横浜能楽堂のコンテンポラリーダンス作品 「SAYUSA―左右左」が世界初演

Posted : 2017.08.28
  • facebook
  • twitter
  • mail
140年余りの歴史を誇る横浜能楽堂の能舞台で、能の伝統的手法を取り入れた、新作のコンテンポラリーダンス作品「SAYUSA―左右左(さゆうさ)」が 9月2日、世界初演される。演出・振付のルカ ・ヴェジェッティさんと、音楽監督の大倉源次郎へのインタビューも交えて、この作品の意義を紹介しよう。

提供:横浜能楽堂

 

能舞台でのリハーサル

8月上旬、横浜能楽堂では連日、リハーサルが続いていた。檜の能舞台の上で、白足袋姿でしなやかに動くのは 3人のダンサー、笠井叡さん、中村恩恵さん、鈴木ユキオさん。振付家で演出家のルカ ・ヴェジェッティさんはやはり白足袋姿で、それぞれのダンサーと頻繁に話し合いを行い、また小鼓の大倉源次郎さんや笛の藤田六郎兵衛さんの意見に耳を傾けている。9月2日の「SAYUSA―左右左」公演に向けての創作の現場は静かな熱気に満ちていた。

横浜能楽堂の本舞台は、明治8 年(1875年)に旧加賀藩主邸に建築され、その後大正8 年(1919年)に旧高松藩主邸に移築された「染井能舞台」を復元したもの。140年余りの歴史を重ねた本舞台は横浜市指定有形文化財だ。ここでは 1996年の開館以来、日本の古典芸能の上演だけにとどまらず、 海外アーティストとのコラボレーションによる新しい作品も生み出している。その新作となるのが「SAYUSA―左右左」だ。

日本文学・能研究の第一人者、ドナルド・キーン氏が原案協力・翻訳し、世界的に活躍するニューヨーク在住のイタリア人、ルカ ・ヴェジェッティさんが演出・振付を担当する。音楽監督は能の小鼓方大倉流宗家・大倉源次郎さんが務め、笛方藤田流宗家・藤田六郎兵衛さんとともに演奏も担当する。ダンサーの3人は、それぞれ「老人」「若者」「女」を演じる。能楽の子方、11歳の長山凛三さんが「子ども」として出演し、伸びやかな声を聞かせる。

タイトルの「左右左」は、『羽衣』の詞章の一部であるとともに、『翁』の冒頭で行われる露払いの所作を表した象徴的な言葉だ。作品の基となるのは、「能にして能にあらず」と言われるほど、神事芸能的な要素の強い『翁』と、東アジア全般に伝わる羽衣伝説を基にした能の代表作『羽衣』の2つ。ドナルド・キーンさんが、2曲の詞章の中から象徴的な言葉を抜き出し、英語に翻訳したものが謡われる。衣装は、横浜を拠点に、国際的に活躍するファッションデザイナー、矢内原充志さんだ。

データセット項目
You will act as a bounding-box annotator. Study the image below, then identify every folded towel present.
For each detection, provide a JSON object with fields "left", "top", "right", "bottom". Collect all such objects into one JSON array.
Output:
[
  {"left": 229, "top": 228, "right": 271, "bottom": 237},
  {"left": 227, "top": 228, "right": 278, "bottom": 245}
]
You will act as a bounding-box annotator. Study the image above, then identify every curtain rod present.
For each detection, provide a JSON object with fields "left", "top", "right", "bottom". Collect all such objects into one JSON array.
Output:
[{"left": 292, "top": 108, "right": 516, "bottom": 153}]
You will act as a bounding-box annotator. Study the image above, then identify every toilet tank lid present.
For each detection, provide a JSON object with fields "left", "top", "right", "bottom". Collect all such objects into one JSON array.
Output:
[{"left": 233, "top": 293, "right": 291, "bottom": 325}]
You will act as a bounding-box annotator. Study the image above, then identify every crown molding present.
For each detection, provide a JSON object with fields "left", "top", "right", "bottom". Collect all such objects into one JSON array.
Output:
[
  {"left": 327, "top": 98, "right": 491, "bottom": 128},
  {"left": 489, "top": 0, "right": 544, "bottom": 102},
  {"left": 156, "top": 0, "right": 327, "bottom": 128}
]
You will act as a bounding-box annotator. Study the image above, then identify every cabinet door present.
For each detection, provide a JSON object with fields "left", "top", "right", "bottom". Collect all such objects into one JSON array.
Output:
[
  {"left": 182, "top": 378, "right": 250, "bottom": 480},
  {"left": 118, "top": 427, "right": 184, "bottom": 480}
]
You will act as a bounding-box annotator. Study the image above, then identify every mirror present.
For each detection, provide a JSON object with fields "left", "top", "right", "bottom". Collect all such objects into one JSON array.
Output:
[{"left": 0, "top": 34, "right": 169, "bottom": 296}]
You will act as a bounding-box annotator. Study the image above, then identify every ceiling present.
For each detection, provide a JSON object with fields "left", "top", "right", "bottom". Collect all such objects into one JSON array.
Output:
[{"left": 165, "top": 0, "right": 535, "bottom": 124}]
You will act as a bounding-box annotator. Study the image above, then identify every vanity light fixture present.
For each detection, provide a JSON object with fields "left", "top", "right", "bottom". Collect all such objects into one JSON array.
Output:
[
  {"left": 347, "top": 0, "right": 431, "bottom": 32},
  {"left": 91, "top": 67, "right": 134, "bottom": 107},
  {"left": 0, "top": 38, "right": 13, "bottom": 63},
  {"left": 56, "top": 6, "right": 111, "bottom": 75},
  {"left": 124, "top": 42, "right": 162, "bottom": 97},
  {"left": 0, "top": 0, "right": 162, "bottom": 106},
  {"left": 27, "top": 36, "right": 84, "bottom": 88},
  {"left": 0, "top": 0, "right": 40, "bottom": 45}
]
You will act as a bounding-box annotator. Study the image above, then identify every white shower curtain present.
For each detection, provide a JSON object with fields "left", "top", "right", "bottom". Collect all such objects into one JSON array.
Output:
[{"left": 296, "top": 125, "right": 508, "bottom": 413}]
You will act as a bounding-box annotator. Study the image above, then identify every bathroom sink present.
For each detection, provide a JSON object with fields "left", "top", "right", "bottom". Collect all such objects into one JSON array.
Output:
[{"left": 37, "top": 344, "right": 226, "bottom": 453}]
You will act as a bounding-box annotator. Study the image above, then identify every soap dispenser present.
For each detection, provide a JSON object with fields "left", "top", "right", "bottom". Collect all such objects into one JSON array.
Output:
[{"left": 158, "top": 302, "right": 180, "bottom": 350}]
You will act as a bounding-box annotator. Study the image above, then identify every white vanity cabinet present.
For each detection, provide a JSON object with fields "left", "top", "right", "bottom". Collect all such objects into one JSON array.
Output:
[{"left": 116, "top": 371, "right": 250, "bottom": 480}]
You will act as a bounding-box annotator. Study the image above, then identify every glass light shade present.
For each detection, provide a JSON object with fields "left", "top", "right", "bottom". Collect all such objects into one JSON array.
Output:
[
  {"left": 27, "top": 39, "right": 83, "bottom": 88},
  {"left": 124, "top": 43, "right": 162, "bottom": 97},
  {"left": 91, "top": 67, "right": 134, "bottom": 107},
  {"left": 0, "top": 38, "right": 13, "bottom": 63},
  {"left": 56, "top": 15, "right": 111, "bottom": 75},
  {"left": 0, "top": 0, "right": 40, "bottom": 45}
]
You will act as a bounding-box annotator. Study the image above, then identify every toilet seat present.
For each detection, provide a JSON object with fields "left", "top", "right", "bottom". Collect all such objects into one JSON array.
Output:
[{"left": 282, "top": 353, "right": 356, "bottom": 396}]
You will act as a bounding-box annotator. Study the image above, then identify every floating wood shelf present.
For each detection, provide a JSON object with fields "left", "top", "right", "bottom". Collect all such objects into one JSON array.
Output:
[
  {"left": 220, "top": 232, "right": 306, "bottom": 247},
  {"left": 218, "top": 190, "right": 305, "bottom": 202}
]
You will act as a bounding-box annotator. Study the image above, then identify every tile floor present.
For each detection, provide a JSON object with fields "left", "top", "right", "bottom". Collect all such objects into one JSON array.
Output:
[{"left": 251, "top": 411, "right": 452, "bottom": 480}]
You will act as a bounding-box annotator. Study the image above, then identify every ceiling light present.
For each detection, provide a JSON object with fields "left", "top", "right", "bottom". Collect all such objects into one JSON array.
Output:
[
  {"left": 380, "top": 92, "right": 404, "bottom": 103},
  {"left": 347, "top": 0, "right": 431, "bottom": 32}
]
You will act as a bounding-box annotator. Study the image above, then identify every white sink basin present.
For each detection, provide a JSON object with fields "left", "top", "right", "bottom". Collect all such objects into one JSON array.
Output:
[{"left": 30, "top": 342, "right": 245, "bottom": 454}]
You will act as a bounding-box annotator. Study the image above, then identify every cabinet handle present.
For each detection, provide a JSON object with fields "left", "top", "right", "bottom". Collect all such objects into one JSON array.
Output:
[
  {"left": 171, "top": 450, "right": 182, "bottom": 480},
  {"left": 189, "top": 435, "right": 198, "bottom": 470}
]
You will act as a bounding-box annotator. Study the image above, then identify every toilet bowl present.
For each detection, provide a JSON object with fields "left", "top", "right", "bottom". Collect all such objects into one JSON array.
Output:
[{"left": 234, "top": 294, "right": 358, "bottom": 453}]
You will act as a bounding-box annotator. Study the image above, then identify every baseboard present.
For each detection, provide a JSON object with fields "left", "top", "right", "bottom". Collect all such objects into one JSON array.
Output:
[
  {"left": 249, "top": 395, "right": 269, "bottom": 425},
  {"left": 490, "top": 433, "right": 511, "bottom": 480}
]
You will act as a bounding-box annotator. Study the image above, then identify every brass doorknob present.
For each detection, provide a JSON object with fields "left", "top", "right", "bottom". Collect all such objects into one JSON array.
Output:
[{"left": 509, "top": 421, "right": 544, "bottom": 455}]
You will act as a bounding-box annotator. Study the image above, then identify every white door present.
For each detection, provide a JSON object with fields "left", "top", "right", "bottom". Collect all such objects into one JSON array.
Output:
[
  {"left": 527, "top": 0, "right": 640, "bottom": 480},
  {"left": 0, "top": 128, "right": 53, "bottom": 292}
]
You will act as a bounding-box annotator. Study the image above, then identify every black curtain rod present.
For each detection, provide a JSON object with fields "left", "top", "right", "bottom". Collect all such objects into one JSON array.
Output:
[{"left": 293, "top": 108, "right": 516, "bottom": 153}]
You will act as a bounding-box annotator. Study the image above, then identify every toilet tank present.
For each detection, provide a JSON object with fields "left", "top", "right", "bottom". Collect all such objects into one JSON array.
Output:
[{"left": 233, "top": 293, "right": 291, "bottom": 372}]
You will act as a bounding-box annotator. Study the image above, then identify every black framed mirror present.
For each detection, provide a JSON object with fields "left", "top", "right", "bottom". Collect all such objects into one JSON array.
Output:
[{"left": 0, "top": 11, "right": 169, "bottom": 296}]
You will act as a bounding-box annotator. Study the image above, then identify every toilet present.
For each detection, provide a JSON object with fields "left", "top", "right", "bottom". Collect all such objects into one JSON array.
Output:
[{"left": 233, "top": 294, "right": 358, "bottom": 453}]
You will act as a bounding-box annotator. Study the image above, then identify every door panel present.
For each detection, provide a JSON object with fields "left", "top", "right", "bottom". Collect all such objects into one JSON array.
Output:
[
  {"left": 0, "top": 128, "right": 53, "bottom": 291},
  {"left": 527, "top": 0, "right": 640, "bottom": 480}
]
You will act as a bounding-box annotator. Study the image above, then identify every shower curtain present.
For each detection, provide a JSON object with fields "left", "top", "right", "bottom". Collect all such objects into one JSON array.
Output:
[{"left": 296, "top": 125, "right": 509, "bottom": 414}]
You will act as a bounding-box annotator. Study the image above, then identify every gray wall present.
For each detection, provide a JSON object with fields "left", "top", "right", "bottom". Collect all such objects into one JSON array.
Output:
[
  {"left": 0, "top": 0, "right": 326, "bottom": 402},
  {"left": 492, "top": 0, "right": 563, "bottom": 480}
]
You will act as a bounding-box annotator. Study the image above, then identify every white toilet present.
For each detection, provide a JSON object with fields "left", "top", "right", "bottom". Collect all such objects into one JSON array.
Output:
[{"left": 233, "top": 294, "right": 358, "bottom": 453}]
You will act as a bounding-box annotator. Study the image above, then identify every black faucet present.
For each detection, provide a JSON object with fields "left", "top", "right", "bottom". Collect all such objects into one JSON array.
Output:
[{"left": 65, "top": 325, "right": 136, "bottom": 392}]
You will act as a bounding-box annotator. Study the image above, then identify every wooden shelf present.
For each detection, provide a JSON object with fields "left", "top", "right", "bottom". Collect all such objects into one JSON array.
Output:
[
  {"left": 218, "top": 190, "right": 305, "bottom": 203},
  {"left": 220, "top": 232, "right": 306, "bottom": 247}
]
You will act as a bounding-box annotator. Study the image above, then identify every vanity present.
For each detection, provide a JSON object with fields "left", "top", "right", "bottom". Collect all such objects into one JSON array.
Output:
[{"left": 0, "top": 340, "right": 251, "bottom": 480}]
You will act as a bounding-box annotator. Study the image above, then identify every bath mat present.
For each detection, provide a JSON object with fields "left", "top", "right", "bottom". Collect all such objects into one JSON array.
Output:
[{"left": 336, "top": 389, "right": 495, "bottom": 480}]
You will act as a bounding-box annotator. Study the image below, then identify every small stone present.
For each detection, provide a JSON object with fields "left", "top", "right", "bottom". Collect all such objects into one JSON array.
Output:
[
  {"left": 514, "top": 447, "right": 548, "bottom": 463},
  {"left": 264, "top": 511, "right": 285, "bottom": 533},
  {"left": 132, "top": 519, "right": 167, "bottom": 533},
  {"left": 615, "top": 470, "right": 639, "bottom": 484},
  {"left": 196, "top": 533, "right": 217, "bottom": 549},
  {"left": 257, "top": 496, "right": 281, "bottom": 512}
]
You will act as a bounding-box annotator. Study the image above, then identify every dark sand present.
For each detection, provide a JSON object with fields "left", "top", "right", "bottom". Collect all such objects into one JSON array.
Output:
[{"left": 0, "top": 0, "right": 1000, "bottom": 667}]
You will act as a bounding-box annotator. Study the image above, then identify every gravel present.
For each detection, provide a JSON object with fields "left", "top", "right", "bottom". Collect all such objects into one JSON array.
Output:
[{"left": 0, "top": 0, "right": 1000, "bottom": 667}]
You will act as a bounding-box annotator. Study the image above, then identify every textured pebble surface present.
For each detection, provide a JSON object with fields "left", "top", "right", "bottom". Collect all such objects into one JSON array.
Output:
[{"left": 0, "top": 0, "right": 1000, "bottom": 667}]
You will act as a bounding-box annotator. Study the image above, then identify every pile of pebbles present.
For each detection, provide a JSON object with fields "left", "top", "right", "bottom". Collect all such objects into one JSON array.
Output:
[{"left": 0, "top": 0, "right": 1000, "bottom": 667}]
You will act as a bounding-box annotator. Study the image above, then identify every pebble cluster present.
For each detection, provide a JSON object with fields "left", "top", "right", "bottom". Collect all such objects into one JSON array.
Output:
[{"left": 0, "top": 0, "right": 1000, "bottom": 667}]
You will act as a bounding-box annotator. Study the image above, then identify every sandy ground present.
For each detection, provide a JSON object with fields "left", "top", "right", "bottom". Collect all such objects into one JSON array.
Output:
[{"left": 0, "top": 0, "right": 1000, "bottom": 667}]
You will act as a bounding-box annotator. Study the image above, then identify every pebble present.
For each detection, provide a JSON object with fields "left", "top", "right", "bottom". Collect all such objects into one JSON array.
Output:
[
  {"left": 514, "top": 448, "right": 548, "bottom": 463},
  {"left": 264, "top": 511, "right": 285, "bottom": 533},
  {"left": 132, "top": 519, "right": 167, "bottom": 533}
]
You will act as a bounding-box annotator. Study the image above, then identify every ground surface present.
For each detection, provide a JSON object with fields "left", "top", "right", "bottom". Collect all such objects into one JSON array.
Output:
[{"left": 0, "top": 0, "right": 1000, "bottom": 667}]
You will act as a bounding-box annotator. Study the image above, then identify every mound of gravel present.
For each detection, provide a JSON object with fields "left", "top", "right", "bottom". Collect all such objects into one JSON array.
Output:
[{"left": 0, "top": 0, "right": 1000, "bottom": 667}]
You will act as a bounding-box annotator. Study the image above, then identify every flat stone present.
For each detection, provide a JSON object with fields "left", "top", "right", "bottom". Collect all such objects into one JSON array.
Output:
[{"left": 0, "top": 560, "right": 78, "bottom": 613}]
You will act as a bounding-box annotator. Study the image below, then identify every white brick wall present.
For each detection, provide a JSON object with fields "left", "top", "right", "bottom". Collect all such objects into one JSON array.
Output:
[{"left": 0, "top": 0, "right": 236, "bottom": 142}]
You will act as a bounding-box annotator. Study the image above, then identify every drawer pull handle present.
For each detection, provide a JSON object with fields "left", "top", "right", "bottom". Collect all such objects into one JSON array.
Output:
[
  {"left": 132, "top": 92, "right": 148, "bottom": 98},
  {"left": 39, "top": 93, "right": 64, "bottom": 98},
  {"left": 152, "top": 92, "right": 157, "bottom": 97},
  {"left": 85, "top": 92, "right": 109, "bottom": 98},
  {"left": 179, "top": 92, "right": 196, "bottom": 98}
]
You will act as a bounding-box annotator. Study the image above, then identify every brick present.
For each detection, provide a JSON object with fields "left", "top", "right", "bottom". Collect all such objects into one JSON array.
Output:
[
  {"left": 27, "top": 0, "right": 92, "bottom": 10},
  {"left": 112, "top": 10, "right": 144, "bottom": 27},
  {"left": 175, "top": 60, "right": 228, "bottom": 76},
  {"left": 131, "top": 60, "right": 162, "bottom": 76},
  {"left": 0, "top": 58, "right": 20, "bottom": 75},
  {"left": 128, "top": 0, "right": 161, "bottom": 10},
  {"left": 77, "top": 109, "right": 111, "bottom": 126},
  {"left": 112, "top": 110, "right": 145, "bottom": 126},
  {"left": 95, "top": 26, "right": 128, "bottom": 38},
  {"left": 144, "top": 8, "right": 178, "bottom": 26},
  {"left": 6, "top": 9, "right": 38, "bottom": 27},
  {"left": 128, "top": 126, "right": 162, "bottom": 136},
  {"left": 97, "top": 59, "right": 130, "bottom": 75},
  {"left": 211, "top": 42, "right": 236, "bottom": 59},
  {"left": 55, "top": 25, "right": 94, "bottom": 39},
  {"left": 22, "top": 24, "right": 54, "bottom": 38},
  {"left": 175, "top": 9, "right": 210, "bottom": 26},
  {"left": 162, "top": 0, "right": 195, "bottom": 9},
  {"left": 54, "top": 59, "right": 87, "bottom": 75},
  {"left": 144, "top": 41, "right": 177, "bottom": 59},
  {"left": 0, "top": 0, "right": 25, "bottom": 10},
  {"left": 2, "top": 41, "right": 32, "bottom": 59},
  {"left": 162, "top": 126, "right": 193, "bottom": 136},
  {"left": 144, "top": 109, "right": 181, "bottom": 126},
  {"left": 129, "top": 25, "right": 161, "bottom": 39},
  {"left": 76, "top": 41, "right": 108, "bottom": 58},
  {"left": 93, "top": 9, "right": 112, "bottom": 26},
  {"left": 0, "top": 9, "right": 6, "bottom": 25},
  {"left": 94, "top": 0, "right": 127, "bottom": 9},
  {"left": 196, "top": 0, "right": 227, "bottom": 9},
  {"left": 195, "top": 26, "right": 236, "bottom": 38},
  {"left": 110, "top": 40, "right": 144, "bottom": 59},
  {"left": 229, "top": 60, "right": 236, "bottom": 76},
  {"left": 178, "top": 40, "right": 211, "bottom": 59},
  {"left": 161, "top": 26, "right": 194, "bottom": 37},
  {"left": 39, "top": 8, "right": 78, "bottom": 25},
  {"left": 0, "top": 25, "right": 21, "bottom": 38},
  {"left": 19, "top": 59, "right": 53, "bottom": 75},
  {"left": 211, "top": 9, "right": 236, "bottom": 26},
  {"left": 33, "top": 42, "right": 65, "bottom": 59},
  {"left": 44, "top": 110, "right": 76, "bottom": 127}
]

* 短い問題 1:
「SAYUSA―左右左」を紹介する提示文から、出演するダンサー3人の名前をすべて挙げよ。
* 短い問題 2:
「SAYUSA―左右左」を紹介する提示文の続きを、最後の文の後から書き継げ。

* 記述解答 1:
笠井叡、中村恩恵、鈴木ユキオ

* 記述解答 2:
横浜能楽堂とニューヨークのジャパン・ソサエティー(JS)が共同で進めてきた本プロジェクト。横浜能楽堂は、これまでにも様々な国との共同制作事業や海外アーティストとのコラボレーションを実施しているが、JSの芸術監督の塩谷陽子さんと共同制作に向けての話し合いが始まったのは、なんと2012年に遡るという。まずは塩谷さんが、能に深い造詣を持つ才能あふれるアーティストだと在NYのヴェジェッティさんを演出家・振付家に推薦した。プロジェクトは紆余曲折を経ながらも着々と前進し、ヴェジェッティさんは2015年に2週間、横浜能楽堂でのレジデンスを実施した後、翌2016年にはニューヨークの敏腕照明デザイナー、クリフトン・テイラーさんを伴って再び横浜能楽堂にてレジデンスを実施。その成果を生かし制作に入り、7月19日から出演者と演奏者とともにリハーサルを重ねながらの作品づくりが始まった。

「能舞台とコラボ」というシリーズ名に意義がこめられていると横浜能楽堂館長の中村雅之さんは力説する。「『翁』を演じる、いわば神事の場である能舞台は、幕がない構造空間、白足袋をはかなければならないなどのしきたりなど、世界的に他に類を見ない制約の多い舞台です。今回は、能舞台の制約の意味を理解してもらい、能舞台の新たな空間的な可能性と魅力を引き出してもらいたいというのが狙いです。それができるのは、能に対する尊敬があることを前提に、本物の表現力を持つアーティストでなければなし得ない」と中村さんは語る。それに応えるのがヴェジェッティさんをはじめとする今回のキャストだ。


 

音楽監督;大倉源次郎さんにインタビュー
能の音の意味とは

撮影:森本聡

 

–コンテンポラリーダンス作品への音楽づくりというのはどのようなものですか?

「ルカ・ヴェジェッティさんが能を深く研究される中で、能の中に残っているアニミズム的なもの、原始的なものを感じ取られて、それをダンスというジャンルの作品に展開したいと思われたわけです。笛の音は風の音、鼓の音というのは物が当たる音、そういう根源的な音の始まりのイメージを提供することが今回の音楽の役割だと思います。人間の身体から言葉が出てきたり動きが出てきたり、その動きがダンスになっていく、そうした根源的な始まりを音で表現していく任務です。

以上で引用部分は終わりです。